◆ **EXERCISE PROMPT**
Extract every record, exactly as written, and ignore the pictures.

◆ **DATA FOR PROCESSING**
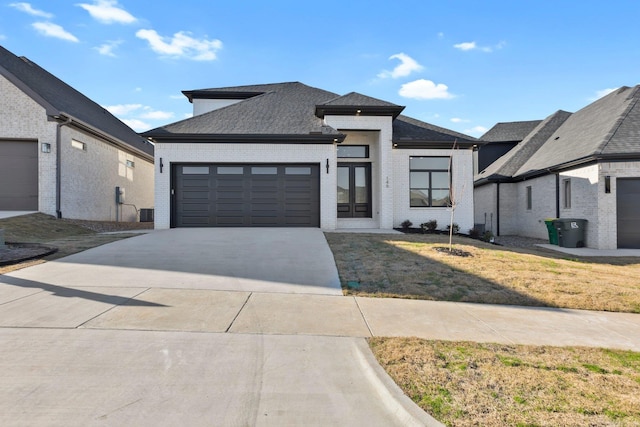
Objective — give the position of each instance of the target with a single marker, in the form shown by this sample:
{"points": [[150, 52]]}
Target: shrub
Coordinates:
{"points": [[456, 228], [474, 233], [406, 224], [430, 226]]}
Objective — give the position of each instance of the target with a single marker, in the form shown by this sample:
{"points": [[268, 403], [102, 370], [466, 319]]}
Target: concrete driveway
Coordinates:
{"points": [[224, 327], [236, 259]]}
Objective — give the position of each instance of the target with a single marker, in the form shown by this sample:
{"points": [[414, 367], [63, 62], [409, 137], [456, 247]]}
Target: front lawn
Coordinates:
{"points": [[409, 266], [469, 384]]}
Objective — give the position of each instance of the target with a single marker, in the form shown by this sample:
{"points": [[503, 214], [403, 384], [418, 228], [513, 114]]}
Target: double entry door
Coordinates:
{"points": [[354, 190]]}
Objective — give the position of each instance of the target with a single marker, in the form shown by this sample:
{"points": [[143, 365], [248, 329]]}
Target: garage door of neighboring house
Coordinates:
{"points": [[18, 175], [248, 195], [628, 207]]}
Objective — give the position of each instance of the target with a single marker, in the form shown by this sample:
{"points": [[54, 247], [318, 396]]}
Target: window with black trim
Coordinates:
{"points": [[429, 182], [566, 192], [353, 151]]}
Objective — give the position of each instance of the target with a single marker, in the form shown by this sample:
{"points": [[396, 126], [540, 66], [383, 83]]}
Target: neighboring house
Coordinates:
{"points": [[288, 154], [64, 155], [583, 165], [500, 139]]}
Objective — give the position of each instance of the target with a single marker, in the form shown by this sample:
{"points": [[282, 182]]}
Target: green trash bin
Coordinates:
{"points": [[570, 232], [553, 233]]}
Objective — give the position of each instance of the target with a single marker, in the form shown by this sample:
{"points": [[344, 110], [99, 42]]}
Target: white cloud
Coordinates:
{"points": [[136, 124], [603, 92], [123, 109], [425, 89], [156, 115], [49, 29], [407, 66], [108, 12], [466, 46], [107, 48], [27, 8], [181, 45], [477, 130]]}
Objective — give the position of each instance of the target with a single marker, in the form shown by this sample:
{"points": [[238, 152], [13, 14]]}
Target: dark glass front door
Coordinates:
{"points": [[354, 190]]}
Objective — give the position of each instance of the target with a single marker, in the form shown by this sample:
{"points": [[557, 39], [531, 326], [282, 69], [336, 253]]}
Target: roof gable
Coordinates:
{"points": [[58, 98], [509, 164], [510, 131], [608, 127]]}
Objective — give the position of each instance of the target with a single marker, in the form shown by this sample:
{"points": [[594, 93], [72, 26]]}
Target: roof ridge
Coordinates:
{"points": [[616, 126]]}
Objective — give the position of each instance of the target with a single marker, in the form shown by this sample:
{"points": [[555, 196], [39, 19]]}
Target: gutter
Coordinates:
{"points": [[59, 164]]}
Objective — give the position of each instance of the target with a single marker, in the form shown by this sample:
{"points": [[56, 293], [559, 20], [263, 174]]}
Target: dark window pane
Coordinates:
{"points": [[440, 163], [419, 198], [353, 151], [439, 198], [419, 180]]}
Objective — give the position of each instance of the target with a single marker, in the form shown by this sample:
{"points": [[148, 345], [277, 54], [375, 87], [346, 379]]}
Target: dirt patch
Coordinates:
{"points": [[409, 266], [469, 384]]}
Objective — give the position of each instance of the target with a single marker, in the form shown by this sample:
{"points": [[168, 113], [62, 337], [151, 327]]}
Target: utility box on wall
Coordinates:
{"points": [[119, 195]]}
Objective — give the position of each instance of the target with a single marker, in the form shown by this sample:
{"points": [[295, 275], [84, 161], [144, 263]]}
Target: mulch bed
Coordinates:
{"points": [[14, 253]]}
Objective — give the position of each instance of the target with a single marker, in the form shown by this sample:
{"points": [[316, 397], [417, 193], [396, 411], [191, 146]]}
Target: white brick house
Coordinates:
{"points": [[584, 165], [64, 155], [291, 155]]}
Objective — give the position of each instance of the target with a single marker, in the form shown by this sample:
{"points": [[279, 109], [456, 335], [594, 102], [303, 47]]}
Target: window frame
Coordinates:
{"points": [[430, 189]]}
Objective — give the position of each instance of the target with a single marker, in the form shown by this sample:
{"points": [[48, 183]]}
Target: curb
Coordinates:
{"points": [[391, 396]]}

◆ **OUTPUT**
Objective — give the position of each instance of the target with a single marker, in the form shown by this sample:
{"points": [[150, 52]]}
Target: shrub
Coordinates:
{"points": [[456, 228], [474, 233], [406, 224], [430, 226]]}
Objective — give the position of each instance of the target with a single marker, in the form shown by this sample:
{"points": [[268, 403], [102, 370], [466, 319]]}
Target: concrete driveway
Coordinates:
{"points": [[224, 327], [236, 259]]}
Objective — give the position of each instance of the target with a single marker, in the form shown by this sample:
{"points": [[414, 367], [63, 62], [409, 137], [456, 247]]}
Target: front lawn
Coordinates:
{"points": [[409, 266], [469, 384]]}
Objective — give the position of each instance of the target with a single marker, in the form shown by this sample:
{"points": [[503, 214], [403, 384], [418, 228], [513, 114]]}
Target: double entry door
Coordinates:
{"points": [[354, 190]]}
Objective — give the position of each instance of the target with a single marker, in the form shown by this sample:
{"points": [[143, 365], [248, 329]]}
Target: garage door of neighboring house
Coordinates:
{"points": [[18, 175], [248, 195], [628, 207]]}
Objective — give the position of each instance of the target with a single marker, in the form shown by this sample:
{"points": [[54, 247], [318, 396]]}
Target: window with black trim
Coordinates:
{"points": [[429, 182], [566, 192], [353, 151]]}
Objective — give the position of each instance of the target with a single marker, in the form shown by this sample:
{"points": [[396, 126], [540, 66], [383, 83]]}
Target: neighboring house
Coordinates:
{"points": [[288, 154], [64, 155], [583, 165], [500, 139]]}
Objective — give the position of each instance of the target with a single marker, in the form shown by this sample:
{"points": [[282, 182]]}
Target: green trash bin
Coordinates:
{"points": [[570, 232], [553, 233]]}
Objective — give the position of each instance of the target with a single marker, in the form shown by this sample:
{"points": [[344, 110], [99, 42]]}
Target: white cloud
Coordinates:
{"points": [[136, 124], [603, 92], [123, 109], [425, 89], [156, 115], [49, 29], [407, 66], [108, 12], [466, 46], [107, 48], [27, 8], [181, 45], [477, 130]]}
Objective — give the position of each instance of the target with a single marker, in the form shown by this sample:
{"points": [[238, 152], [13, 14]]}
Target: dark glass front door
Coordinates:
{"points": [[354, 190]]}
Objective — give the position of each instance of the target with a single marker, in the form shown by this sample:
{"points": [[557, 39], [531, 326], [282, 69], [336, 253]]}
Target: roof gable
Coordinates:
{"points": [[58, 98], [509, 164], [510, 131], [608, 127]]}
Objective — give the position of each instance of the target with a single marker, in the form shown by this sample:
{"points": [[594, 93], [72, 26]]}
Target: roof ridge
Coordinates:
{"points": [[616, 126]]}
Objective — give the position of each instance of the target with a single marker, in the form shown by this sample:
{"points": [[555, 196], [39, 19]]}
Target: gutter
Coordinates:
{"points": [[59, 164]]}
Objective — give the position of each instance of the target with a single marker, in the form shown by this sample:
{"points": [[56, 293], [559, 20], [263, 174]]}
Target: dark window pane
Coordinates:
{"points": [[440, 163], [419, 198], [353, 151], [439, 198], [419, 180]]}
Objective — give the position of each instance of the target with a single marker, in the form shown by this sample:
{"points": [[148, 345], [277, 54], [375, 87], [346, 379]]}
Target: dirt patch
Coordinates:
{"points": [[409, 266], [469, 384]]}
Objective — give the position of each instance of the target with a single marker, in the form shown by this sample:
{"points": [[168, 113], [62, 337], [151, 327]]}
Target: utility box on wall
Coordinates:
{"points": [[119, 195]]}
Objective — give the position of each instance of the target with a single marker, in the form shown by this sample:
{"points": [[295, 275], [84, 161], [144, 263]]}
Target: mulch bed
Coordinates:
{"points": [[14, 253]]}
Objective — give the position of each instance of the target with a single marker, in the form shown by this sample:
{"points": [[316, 397], [417, 193], [396, 411], [191, 146]]}
Target: white brick house
Coordinates:
{"points": [[584, 165], [64, 155], [291, 155]]}
Objective — give the position of each instance of the target with a single marker, in the form shown by this sample:
{"points": [[279, 109], [456, 335], [594, 102], [303, 47]]}
Target: window frame
Coordinates:
{"points": [[430, 189]]}
Objective — give the position of each instance of the target with a single marker, in the form shown by this sample:
{"points": [[48, 183]]}
Target: curb
Coordinates:
{"points": [[391, 396]]}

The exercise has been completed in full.